## What is expected
Output every one of the records below word for word, line for line, omitting the pictures.
-------
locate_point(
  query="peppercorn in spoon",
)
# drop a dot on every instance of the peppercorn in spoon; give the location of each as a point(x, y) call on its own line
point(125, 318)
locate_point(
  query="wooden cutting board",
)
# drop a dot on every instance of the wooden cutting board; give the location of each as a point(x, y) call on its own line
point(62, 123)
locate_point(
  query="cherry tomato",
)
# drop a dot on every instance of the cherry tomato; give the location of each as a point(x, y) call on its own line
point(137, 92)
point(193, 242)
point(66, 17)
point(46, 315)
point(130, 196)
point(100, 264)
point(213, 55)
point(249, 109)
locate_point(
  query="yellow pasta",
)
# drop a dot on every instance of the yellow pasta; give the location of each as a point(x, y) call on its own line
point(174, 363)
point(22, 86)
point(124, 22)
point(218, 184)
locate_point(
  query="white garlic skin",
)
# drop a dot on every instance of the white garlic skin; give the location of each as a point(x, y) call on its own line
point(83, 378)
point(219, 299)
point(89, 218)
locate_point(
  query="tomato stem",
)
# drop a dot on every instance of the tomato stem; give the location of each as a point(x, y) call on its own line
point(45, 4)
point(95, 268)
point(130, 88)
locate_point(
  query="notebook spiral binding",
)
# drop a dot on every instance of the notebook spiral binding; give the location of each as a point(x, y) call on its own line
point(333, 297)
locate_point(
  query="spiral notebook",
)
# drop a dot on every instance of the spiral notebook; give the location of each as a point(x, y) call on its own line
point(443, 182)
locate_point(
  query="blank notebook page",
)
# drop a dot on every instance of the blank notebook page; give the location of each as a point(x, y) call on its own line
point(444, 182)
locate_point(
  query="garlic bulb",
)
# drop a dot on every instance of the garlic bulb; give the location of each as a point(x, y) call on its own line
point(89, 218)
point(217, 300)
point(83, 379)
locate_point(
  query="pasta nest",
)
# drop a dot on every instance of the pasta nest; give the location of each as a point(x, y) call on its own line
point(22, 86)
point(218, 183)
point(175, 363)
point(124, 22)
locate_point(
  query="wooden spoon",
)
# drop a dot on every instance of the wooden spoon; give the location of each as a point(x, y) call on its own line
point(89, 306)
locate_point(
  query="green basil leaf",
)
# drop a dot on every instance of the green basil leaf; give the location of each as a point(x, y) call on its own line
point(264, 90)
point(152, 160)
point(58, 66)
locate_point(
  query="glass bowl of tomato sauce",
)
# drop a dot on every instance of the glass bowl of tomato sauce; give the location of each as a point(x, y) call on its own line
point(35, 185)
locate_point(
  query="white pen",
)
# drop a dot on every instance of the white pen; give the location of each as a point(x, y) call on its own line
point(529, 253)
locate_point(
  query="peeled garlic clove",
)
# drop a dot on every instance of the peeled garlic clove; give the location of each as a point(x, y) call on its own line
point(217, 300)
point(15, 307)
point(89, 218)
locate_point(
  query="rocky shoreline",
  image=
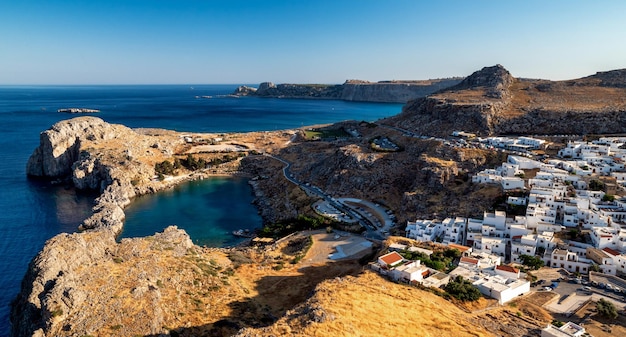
-------
## Solution to the problem
locate_point(
  query="peppercorn in spoon",
)
# drop a dot on every instance of the peppercorn in spoon; give the location of each as a point(x, y) call on its own line
point(125, 318)
locate_point(
  query="wooden cutting board",
)
# drop a dot on every instance of the wooden cutting board; give the location of each as a point(x, y) call on its own line
point(62, 123)
locate_point(
  query="cherry tomato",
)
# drop a dot on every instance of the cherry tomato; give the location of each as a point(x, y) call on its own line
point(137, 92)
point(193, 242)
point(66, 17)
point(46, 315)
point(130, 196)
point(100, 264)
point(213, 55)
point(249, 109)
locate_point(
  query="yellow pasta",
)
# drop a dot on every instance of the yellow pasta; give the location of each as a point(x, y) call on its own line
point(174, 363)
point(22, 86)
point(124, 22)
point(218, 184)
locate_point(
  query="white garlic skin",
)
# drop a dot on every instance of the white garlic skin; give the location of each as a point(x, y) call on its own line
point(83, 378)
point(219, 299)
point(89, 218)
locate_point(
  query="tomato stem",
)
# drop a dot on every instance of the tomato stem; give the location of each as a point(x, y) call on its own line
point(45, 4)
point(95, 268)
point(130, 88)
locate_point(
  query="notebook spiral binding",
)
# drop a dot on every instance of the notebook spiral binding; give the location of each as a point(x, y) call on its own line
point(333, 297)
locate_point(
  query="spiral notebook",
)
# drop a dot on every instance of the spiral notebook; give the location of each as a point(x, y) call on its own line
point(443, 182)
locate_point(
  query="blank notebook page",
)
# drop a dot on every instance of the blank notebook page; give the location of each as a point(x, y) call on its own line
point(444, 182)
locate_point(
  query="garlic bulb",
)
# drop a dot on every instance of the garlic bulb; give the location of each as a point(x, y) call on its own line
point(89, 218)
point(217, 300)
point(83, 379)
locate_point(
  query="pasta nest",
)
# drop a dot on every instance of the pasta nest; give the location of each as a point(x, y) call on its own line
point(22, 86)
point(218, 183)
point(175, 363)
point(124, 22)
locate_point(
  query="wooden spoon",
)
# drop a dot on every instance of the wooden spoon; give the location of each as a point(x, y) call on its own line
point(89, 306)
locate_point(
  query="green basil leaf",
)
# drop a dot on every instance of the green basil leaf; give the location of each as a point(x, y) call on its own line
point(264, 90)
point(152, 160)
point(58, 66)
locate_point(
  query="glass bowl of tomato sauce",
)
# drop a dot on every instance of the glass bowl of tomato sauce; give the location of each as a point(x, y) call on its own line
point(35, 185)
locate_point(
  query="white pen",
)
# drop a dot on every instance of the white pen; give the location of each as a point(x, y) call on its own line
point(529, 253)
locate_point(
  query="peeled garlic clove",
)
# drop a dot on every instance of the peeled garlic clove; give the location of each as a point(x, y) call on its own line
point(217, 300)
point(15, 307)
point(89, 218)
locate_point(
  query="rocky shoreline",
  image=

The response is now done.